• [Your goal]: Present the records below as a Markdown table with columns Index and Content, from the start of the records up to and including the line containing "Provide the mask of each instance of the window.". Number each line in Index and skip blank lines.

*** Exercise inputs

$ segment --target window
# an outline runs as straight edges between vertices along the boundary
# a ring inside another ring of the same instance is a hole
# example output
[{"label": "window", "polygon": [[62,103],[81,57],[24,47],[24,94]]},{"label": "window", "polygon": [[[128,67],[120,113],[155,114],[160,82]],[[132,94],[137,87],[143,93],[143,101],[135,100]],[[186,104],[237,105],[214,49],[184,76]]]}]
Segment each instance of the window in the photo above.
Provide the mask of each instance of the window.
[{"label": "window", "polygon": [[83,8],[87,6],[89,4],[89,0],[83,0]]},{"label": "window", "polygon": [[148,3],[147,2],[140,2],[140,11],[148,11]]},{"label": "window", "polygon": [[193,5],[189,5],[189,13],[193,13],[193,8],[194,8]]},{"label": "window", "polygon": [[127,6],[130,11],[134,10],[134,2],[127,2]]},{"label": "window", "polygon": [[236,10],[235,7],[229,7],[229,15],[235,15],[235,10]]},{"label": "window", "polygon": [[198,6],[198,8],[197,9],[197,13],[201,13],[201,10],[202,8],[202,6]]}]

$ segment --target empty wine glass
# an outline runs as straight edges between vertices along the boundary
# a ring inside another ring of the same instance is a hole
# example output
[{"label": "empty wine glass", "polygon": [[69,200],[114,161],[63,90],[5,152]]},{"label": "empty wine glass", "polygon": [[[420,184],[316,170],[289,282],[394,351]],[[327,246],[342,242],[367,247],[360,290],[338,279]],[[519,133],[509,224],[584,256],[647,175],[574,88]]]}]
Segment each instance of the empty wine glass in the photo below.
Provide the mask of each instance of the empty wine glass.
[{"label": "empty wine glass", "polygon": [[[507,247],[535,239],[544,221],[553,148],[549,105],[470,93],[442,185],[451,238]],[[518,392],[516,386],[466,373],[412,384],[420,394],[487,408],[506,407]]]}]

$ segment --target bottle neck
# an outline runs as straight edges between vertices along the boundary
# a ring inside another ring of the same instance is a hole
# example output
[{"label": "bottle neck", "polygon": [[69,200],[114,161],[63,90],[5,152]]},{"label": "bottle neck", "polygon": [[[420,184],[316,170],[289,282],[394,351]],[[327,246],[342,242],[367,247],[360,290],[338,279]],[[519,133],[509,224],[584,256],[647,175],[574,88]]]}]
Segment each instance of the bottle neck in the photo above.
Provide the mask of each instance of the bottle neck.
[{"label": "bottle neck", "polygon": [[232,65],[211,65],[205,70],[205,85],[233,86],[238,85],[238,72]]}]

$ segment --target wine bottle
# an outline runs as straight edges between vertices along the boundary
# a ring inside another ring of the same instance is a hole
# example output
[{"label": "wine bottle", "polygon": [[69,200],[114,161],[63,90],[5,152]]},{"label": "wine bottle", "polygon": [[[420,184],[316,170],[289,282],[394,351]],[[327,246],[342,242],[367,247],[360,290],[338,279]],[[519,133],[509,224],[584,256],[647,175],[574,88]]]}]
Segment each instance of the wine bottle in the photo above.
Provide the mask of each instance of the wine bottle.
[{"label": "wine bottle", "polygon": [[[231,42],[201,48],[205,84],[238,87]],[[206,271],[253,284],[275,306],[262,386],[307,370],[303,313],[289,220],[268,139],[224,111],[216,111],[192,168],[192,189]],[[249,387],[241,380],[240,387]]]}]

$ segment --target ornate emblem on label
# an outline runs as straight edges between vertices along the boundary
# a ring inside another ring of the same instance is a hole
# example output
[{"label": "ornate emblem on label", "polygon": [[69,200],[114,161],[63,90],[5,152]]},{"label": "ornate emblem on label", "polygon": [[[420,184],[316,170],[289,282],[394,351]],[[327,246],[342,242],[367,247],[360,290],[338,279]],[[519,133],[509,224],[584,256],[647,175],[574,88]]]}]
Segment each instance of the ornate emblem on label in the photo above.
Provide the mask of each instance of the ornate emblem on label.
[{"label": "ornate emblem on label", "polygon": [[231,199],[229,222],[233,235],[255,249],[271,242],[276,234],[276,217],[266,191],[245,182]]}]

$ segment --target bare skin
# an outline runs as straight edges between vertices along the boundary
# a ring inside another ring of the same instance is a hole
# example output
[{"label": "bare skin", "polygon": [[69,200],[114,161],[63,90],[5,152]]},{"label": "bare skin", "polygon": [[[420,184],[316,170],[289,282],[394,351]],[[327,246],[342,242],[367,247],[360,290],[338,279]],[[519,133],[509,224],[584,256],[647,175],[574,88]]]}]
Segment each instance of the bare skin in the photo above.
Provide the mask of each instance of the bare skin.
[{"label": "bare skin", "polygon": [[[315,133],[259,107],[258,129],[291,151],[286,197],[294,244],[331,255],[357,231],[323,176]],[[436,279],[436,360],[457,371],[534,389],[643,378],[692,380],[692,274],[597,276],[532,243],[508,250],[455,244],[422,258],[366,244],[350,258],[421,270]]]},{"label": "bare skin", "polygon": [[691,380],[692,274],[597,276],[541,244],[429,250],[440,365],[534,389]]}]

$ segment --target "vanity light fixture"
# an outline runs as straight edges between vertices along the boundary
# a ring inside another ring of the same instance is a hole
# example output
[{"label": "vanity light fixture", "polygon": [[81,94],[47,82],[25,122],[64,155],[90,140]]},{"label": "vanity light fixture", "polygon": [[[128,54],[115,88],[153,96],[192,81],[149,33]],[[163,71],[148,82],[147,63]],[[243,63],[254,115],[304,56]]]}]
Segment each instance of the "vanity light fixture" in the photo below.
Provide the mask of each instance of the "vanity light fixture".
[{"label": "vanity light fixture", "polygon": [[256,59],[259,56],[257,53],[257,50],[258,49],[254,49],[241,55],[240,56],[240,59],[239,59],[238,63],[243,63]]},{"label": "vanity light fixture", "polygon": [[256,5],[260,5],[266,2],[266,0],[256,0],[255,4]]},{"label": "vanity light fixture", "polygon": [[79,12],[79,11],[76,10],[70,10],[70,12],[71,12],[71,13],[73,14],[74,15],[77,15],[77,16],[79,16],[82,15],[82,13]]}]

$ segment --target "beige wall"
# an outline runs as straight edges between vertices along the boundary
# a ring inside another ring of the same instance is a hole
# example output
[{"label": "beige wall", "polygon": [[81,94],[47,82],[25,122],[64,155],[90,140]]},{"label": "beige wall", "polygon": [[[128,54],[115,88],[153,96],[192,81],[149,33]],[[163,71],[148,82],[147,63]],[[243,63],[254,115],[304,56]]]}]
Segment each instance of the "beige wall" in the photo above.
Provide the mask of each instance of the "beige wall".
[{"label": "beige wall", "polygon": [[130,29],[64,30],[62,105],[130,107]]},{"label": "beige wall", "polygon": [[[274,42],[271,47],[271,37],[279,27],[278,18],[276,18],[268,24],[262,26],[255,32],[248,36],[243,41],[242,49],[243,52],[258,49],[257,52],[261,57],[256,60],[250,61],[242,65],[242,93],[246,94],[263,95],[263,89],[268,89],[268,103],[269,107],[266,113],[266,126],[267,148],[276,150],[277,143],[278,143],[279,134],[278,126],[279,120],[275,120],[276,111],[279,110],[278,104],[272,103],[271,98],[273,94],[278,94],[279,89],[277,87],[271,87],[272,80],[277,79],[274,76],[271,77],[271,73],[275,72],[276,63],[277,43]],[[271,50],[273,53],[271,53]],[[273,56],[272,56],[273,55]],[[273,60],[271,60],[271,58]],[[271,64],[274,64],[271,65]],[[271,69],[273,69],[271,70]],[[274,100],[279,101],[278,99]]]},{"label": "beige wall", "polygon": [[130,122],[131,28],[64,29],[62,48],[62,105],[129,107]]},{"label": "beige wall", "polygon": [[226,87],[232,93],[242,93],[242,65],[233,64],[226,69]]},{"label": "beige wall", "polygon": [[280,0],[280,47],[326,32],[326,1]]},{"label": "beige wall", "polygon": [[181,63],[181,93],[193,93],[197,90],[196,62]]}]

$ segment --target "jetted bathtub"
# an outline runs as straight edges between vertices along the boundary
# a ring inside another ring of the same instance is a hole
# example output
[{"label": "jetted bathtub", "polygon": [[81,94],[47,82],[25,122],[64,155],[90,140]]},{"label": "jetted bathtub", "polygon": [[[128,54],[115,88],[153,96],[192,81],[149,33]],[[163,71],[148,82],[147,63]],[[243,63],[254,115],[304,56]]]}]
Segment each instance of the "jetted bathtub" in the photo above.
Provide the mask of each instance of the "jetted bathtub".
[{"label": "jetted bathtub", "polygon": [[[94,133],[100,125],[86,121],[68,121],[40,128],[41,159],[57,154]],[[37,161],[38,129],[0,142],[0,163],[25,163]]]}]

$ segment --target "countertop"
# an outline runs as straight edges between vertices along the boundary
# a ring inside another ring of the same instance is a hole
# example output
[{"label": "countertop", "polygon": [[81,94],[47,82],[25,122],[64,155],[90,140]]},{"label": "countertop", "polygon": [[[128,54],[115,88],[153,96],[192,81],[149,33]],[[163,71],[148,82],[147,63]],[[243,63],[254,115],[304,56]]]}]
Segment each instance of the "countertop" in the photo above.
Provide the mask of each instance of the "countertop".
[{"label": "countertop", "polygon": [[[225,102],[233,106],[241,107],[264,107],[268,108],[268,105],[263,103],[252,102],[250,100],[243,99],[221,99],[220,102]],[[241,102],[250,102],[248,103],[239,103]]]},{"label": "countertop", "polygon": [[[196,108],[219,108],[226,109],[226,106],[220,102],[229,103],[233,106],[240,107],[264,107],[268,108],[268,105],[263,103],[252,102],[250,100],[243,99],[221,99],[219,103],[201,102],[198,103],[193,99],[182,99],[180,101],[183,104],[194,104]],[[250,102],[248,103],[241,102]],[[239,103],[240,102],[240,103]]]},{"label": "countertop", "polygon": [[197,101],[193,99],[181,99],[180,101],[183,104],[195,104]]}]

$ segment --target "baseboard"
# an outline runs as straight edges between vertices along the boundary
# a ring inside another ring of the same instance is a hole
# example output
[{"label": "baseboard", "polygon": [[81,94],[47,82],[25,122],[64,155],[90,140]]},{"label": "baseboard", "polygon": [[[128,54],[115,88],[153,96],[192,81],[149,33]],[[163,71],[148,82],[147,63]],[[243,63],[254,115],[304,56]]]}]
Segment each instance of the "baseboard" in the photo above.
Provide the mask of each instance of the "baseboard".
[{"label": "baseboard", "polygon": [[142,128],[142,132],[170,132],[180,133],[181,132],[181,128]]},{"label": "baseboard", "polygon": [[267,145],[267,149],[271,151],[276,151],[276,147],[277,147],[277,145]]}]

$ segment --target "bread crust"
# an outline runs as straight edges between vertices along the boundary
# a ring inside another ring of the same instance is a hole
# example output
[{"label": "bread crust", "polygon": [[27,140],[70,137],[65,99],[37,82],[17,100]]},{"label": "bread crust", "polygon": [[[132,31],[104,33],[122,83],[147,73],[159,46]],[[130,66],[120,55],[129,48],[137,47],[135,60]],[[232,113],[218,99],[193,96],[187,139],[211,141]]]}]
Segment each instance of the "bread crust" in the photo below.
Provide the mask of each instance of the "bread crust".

******

• [Exercise output]:
| Index | Content |
|---|---|
| 1 | $ segment --target window |
| 2 | # an outline runs as straight edges between vertices along the boundary |
| 3 | # a ring inside another ring of the same instance is a hole |
| 4 | # example output |
| 5 | [{"label": "window", "polygon": [[62,103],[81,57],[24,47],[24,94]]},{"label": "window", "polygon": [[[128,67],[120,113],[155,114],[160,82]],[[132,94],[137,87],[143,93],[143,101],[135,100]],[[186,104],[237,105],[214,49],[184,76]]]}] |
| 6 | Segment each instance of the window in the photo above. |
| 7 | Provide the mask of each instance of the window. |